--- START OF Dataset records ---

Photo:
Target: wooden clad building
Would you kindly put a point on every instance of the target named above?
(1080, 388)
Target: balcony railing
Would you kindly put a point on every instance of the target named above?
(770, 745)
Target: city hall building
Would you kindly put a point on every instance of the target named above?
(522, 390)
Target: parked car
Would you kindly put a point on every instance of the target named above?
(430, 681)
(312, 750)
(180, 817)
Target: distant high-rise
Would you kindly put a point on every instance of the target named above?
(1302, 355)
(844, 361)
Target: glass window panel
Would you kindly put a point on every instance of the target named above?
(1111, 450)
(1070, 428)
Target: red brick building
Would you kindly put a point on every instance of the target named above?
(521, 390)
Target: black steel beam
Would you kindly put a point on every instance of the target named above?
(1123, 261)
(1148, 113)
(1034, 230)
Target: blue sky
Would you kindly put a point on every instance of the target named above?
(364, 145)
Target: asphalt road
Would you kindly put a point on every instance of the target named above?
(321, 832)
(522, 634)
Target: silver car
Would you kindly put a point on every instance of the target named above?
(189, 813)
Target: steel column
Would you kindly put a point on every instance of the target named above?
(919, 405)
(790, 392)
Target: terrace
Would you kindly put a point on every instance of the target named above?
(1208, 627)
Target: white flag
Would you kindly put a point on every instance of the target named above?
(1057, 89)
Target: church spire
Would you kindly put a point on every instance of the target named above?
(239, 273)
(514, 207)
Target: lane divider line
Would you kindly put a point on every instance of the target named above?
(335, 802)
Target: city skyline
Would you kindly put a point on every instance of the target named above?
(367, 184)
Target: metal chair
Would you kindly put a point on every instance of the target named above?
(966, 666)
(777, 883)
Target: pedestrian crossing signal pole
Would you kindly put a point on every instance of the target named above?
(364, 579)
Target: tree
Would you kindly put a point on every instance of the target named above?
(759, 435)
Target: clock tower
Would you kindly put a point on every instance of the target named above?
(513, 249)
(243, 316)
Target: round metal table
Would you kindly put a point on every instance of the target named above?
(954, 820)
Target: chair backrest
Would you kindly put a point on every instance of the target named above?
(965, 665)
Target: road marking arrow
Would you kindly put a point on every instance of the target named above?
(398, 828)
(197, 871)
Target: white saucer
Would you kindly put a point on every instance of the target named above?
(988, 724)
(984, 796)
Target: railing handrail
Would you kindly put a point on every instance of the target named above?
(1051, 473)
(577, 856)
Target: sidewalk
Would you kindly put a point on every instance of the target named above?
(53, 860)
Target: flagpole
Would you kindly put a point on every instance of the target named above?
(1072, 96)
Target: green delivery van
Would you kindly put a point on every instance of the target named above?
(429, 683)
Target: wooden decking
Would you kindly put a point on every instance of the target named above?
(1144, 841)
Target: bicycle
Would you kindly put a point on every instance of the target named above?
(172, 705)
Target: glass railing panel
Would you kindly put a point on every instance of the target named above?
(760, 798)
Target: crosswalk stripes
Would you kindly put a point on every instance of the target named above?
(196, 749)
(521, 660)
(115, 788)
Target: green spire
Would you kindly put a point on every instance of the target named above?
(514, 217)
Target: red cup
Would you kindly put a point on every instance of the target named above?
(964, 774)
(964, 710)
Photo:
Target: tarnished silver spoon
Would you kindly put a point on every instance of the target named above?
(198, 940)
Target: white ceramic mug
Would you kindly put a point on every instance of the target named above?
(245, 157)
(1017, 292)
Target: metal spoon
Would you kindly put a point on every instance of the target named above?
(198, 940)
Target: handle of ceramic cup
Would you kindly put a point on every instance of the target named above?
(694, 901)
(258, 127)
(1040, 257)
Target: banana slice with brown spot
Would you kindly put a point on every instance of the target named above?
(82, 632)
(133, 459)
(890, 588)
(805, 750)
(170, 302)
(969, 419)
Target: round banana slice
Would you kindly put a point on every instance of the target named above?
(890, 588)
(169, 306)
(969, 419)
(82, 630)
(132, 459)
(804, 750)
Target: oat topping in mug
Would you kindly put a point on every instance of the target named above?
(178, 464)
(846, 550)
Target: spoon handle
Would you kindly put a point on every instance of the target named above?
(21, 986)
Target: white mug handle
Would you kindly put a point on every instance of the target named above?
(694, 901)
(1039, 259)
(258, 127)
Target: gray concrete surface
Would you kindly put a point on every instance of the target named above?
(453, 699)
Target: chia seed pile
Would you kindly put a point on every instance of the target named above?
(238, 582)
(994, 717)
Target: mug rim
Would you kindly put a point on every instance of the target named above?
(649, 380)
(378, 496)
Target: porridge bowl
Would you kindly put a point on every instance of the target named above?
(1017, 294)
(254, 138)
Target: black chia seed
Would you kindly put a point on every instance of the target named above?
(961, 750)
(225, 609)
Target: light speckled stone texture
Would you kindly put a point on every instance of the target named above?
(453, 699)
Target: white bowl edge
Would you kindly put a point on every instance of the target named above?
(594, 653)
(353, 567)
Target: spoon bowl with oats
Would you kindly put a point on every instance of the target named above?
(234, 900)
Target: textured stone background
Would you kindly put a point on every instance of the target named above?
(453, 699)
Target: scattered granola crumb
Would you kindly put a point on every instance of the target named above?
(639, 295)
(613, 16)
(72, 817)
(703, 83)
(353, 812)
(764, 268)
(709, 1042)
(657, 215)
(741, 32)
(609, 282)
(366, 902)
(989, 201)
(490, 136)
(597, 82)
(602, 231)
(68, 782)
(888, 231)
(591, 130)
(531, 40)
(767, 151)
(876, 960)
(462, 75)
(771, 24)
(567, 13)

--- END OF Dataset records ---

▶ _What is asked_
Output the line containing "Target: spoon bowl with oats" and all lines after it to the end of the records, exactly as given.

▶ _Expected output_
Target: spoon bowl with oats
Would you kindly put a point on every instance of the target named above?
(234, 900)
Target: textured stone background
Would you kindly put a point on every instance of the target named above?
(453, 699)
Target: scattered granola crumb
Would you kindly put a point on every instance of the target named above?
(639, 295)
(613, 16)
(72, 817)
(703, 83)
(353, 812)
(764, 268)
(709, 1042)
(657, 215)
(741, 32)
(609, 282)
(366, 902)
(989, 201)
(490, 136)
(597, 82)
(602, 231)
(68, 782)
(888, 231)
(591, 130)
(531, 40)
(767, 151)
(876, 960)
(462, 75)
(771, 24)
(567, 13)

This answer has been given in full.